Stored records:
☆ ☆ ☆ ☆ ☆ ☆ ☆

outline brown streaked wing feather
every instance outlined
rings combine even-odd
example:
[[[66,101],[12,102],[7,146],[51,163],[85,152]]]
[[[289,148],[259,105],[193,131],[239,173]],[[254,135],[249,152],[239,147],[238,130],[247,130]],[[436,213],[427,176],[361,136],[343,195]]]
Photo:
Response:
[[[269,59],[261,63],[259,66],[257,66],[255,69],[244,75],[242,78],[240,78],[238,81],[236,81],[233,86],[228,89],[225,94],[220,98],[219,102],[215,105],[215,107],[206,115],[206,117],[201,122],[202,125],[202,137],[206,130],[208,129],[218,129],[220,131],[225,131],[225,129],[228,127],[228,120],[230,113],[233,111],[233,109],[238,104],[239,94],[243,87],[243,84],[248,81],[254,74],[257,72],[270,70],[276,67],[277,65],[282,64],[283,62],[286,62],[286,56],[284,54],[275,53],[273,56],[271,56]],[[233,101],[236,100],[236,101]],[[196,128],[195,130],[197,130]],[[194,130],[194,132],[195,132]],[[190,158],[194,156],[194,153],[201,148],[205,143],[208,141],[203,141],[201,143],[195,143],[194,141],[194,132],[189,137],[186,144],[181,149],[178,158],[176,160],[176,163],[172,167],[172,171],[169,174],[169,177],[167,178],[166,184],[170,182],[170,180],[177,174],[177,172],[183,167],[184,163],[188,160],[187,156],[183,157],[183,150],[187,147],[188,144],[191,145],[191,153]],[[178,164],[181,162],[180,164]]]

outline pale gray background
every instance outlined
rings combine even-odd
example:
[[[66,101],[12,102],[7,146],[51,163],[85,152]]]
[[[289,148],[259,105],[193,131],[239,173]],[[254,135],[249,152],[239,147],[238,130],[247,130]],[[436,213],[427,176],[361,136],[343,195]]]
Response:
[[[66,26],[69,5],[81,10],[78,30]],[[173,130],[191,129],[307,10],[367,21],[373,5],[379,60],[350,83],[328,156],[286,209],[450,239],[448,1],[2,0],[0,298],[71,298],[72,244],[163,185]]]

☆ ☆ ☆ ☆ ☆ ☆ ☆

TASK DESCRIPTION:
Every line of the data above should be output exactly as written.

ANSWER TO THIS PROBLEM:
outline brown streaked wing feather
every instance outlined
rings combine even-odd
example:
[[[66,101],[12,102],[7,146],[51,163],[85,152]]]
[[[289,148],[259,105],[193,131],[239,173]],[[254,135],[249,152],[239,147],[238,130],[247,130]],[[436,213],[427,176],[361,136],[343,195]]]
Photo:
Response:
[[[269,59],[261,63],[259,66],[257,66],[255,69],[244,75],[242,78],[240,78],[238,81],[236,81],[233,86],[228,89],[225,94],[220,98],[219,102],[215,105],[215,107],[206,115],[206,117],[201,122],[202,125],[202,137],[206,130],[208,129],[218,129],[220,131],[225,131],[225,129],[228,127],[228,120],[230,113],[233,111],[233,109],[238,104],[239,94],[243,87],[243,84],[248,81],[254,74],[257,72],[270,70],[276,67],[277,65],[282,64],[283,62],[286,62],[286,56],[284,54],[275,53],[273,56],[271,56]],[[233,101],[236,100],[236,101]],[[196,128],[195,130],[197,130]],[[194,130],[194,132],[195,132]],[[190,158],[194,156],[194,153],[201,148],[205,143],[208,141],[203,141],[201,143],[195,143],[194,141],[194,132],[189,137],[186,144],[181,149],[178,158],[176,160],[176,163],[172,167],[172,171],[169,174],[169,177],[167,178],[166,184],[170,182],[170,180],[177,174],[177,172],[183,167],[184,163],[188,160],[187,156],[183,157],[183,150],[187,147],[188,144],[191,145],[191,153]],[[178,164],[181,162],[180,164]]]

outline pale gray background
every instance outlined
rings combine even-odd
example:
[[[66,101],[12,102],[7,146],[51,163],[85,152]]]
[[[289,148],[259,105],[193,131],[239,173]],[[254,135],[249,152],[239,147],[238,130],[247,130]],[[436,213],[427,176],[361,136],[343,195]]]
Response:
[[[66,26],[69,5],[81,10],[78,30]],[[173,130],[191,129],[307,10],[367,21],[373,5],[379,60],[350,83],[328,156],[286,209],[450,239],[448,1],[2,0],[0,298],[71,298],[72,244],[163,185]]]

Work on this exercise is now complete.